Your assignment »
Copy the lines below verbatim. Begin with the first and end with the line containing "Target: clump of dirt in hand".

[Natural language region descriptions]
-- Opening Marker --

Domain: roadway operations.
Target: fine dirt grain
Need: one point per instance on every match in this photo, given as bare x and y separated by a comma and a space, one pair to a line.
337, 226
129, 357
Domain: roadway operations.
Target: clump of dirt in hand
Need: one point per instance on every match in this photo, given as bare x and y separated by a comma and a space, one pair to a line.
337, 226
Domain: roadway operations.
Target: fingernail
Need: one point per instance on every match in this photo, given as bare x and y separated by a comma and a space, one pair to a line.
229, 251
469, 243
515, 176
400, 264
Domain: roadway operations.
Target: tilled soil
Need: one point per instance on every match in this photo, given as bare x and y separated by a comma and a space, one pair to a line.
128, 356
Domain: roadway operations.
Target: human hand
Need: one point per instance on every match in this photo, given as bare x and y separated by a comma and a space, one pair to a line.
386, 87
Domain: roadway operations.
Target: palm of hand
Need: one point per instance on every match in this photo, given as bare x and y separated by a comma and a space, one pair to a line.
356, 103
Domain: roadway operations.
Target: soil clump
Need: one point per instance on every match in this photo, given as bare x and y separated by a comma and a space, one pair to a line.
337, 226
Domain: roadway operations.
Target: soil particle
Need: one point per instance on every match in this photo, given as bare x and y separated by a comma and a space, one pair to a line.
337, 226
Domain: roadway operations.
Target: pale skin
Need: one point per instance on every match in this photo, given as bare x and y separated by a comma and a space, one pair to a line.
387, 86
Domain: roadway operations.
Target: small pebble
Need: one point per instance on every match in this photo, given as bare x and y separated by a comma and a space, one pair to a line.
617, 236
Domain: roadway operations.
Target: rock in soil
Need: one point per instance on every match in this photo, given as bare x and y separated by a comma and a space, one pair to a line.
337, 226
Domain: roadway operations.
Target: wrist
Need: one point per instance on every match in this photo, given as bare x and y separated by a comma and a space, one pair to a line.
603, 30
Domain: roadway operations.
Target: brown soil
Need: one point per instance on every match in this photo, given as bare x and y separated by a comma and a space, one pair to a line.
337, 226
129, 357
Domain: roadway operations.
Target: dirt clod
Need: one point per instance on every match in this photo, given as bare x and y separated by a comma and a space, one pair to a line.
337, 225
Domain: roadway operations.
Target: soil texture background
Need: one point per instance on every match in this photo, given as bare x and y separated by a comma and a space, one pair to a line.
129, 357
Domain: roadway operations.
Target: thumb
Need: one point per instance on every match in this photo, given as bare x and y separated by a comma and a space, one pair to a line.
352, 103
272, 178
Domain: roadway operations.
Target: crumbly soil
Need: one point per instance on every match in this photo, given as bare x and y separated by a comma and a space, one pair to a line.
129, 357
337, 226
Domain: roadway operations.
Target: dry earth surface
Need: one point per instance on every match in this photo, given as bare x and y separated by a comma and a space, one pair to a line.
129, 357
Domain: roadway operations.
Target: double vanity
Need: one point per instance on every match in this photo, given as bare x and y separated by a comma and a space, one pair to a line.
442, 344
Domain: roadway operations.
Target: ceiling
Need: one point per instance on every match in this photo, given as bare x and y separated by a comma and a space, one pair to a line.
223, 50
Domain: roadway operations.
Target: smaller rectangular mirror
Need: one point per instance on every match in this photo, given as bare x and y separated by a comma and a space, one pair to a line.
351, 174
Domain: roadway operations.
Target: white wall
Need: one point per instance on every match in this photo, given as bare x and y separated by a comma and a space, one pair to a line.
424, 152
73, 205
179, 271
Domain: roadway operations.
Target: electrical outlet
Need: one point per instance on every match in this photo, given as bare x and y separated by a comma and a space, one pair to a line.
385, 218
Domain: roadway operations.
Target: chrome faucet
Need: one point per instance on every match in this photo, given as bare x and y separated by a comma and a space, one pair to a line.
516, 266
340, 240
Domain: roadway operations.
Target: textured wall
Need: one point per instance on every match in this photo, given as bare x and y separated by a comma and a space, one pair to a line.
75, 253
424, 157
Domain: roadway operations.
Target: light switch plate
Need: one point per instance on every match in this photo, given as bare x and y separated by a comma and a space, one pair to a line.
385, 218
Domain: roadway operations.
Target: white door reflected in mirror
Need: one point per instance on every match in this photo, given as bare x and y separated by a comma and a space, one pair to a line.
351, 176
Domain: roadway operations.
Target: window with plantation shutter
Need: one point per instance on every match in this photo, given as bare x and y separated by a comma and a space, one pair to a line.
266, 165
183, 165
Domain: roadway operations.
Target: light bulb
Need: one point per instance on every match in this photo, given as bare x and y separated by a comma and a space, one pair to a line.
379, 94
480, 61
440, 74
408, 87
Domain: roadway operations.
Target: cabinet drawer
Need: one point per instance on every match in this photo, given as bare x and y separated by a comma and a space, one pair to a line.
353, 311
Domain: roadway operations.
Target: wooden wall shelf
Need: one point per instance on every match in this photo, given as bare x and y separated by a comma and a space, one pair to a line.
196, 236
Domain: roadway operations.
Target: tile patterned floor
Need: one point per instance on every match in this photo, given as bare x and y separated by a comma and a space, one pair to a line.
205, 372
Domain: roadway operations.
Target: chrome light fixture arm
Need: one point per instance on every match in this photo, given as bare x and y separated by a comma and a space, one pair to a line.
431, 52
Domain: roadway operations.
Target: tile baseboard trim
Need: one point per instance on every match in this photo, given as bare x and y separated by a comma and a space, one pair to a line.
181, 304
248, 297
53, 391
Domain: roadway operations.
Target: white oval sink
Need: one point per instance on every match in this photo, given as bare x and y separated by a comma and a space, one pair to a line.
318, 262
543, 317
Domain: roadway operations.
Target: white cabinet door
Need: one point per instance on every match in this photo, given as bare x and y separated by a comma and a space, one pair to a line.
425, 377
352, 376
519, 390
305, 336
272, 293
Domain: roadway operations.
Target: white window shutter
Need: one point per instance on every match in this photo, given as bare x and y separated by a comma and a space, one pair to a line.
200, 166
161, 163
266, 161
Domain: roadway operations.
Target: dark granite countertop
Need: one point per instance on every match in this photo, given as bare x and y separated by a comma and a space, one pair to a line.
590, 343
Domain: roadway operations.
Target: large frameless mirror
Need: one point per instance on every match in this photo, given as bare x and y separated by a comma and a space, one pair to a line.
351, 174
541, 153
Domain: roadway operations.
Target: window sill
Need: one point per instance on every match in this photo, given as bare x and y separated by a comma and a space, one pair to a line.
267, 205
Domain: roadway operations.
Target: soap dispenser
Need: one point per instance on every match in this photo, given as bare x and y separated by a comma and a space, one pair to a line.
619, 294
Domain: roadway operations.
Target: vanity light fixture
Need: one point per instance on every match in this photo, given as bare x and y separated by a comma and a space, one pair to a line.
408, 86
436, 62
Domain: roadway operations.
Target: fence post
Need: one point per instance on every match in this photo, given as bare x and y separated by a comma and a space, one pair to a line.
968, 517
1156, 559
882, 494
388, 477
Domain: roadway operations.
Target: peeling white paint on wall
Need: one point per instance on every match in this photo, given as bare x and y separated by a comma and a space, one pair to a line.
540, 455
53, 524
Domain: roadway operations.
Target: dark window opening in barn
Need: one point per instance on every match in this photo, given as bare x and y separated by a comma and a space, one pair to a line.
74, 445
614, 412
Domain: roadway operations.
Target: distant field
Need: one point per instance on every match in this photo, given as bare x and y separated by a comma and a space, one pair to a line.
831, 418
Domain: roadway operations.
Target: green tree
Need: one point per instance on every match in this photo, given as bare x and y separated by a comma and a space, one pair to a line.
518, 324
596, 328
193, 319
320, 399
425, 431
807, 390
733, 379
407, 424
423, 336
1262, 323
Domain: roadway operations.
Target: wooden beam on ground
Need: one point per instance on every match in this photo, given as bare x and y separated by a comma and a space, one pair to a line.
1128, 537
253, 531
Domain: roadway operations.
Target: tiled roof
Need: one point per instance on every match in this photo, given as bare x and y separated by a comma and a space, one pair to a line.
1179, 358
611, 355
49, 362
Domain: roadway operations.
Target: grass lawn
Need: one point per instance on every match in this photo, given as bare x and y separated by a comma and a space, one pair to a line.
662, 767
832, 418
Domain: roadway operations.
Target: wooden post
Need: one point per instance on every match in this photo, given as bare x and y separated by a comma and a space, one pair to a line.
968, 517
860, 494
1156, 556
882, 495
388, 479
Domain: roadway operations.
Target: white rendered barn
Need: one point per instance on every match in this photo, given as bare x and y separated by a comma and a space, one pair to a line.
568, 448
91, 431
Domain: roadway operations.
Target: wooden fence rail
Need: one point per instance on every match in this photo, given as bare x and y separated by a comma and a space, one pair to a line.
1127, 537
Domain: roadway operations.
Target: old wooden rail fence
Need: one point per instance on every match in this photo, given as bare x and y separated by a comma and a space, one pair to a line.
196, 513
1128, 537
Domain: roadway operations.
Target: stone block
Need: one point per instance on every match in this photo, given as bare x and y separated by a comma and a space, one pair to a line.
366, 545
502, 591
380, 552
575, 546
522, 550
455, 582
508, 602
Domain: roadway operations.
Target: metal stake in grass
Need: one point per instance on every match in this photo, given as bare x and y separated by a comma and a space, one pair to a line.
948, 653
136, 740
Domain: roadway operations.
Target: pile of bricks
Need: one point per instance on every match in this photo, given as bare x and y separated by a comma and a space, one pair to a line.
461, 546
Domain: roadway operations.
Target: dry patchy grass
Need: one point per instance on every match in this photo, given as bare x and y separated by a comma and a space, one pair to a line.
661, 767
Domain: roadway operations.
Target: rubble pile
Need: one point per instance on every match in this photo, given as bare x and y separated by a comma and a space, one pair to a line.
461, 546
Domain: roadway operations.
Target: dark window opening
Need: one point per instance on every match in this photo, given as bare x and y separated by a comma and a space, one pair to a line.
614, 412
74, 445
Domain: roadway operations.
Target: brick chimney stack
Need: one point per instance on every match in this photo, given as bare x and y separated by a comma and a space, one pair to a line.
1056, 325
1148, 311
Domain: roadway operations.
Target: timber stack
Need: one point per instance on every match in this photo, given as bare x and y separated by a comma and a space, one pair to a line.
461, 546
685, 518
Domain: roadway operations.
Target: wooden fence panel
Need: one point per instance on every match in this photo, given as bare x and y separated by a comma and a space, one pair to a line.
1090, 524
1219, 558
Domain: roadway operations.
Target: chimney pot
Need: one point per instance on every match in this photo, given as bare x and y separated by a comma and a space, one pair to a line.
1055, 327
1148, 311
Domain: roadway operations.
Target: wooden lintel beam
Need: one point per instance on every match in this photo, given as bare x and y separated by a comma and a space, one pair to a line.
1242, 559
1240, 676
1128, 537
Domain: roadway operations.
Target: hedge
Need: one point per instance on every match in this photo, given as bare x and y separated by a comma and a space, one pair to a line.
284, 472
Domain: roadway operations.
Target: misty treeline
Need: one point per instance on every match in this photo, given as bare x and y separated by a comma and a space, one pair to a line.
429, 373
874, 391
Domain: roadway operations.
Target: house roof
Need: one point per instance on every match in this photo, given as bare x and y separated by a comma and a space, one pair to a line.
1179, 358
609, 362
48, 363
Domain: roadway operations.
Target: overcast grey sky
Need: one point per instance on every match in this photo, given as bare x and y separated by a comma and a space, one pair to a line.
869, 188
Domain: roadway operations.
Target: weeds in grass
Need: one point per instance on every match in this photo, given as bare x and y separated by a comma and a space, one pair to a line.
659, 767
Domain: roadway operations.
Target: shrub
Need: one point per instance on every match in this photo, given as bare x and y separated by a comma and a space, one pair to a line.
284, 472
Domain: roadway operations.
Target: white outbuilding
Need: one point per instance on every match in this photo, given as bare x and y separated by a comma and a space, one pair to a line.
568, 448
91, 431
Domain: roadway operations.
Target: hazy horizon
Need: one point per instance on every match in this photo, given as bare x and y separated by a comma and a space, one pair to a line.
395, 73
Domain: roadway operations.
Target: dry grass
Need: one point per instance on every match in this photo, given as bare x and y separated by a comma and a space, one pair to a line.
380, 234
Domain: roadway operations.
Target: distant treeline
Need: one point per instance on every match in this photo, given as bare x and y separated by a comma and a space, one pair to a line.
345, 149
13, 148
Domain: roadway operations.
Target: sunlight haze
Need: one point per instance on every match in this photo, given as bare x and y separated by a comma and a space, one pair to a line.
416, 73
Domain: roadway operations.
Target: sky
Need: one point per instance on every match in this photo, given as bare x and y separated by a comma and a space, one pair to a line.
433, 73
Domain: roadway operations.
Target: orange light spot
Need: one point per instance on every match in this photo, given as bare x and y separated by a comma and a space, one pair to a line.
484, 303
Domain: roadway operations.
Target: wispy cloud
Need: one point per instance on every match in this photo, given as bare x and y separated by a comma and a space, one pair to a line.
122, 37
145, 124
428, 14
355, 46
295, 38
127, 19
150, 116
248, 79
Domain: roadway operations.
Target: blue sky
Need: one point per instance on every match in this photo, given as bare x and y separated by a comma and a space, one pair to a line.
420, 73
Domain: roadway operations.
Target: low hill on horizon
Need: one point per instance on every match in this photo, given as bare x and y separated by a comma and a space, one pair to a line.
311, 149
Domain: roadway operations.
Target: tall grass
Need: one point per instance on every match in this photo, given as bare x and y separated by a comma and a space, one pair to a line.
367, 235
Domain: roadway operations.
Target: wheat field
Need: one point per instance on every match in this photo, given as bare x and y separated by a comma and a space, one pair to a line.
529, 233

-- Closing Marker --

Solution »
Domain: roadway operations.
Target: fine dirt grain
Need: one point per instance on every match in this photo, given as bare x and y separated by a comma and a space, one pair to a line.
337, 226
129, 357
Domain: roadway operations.
Target: clump of dirt in hand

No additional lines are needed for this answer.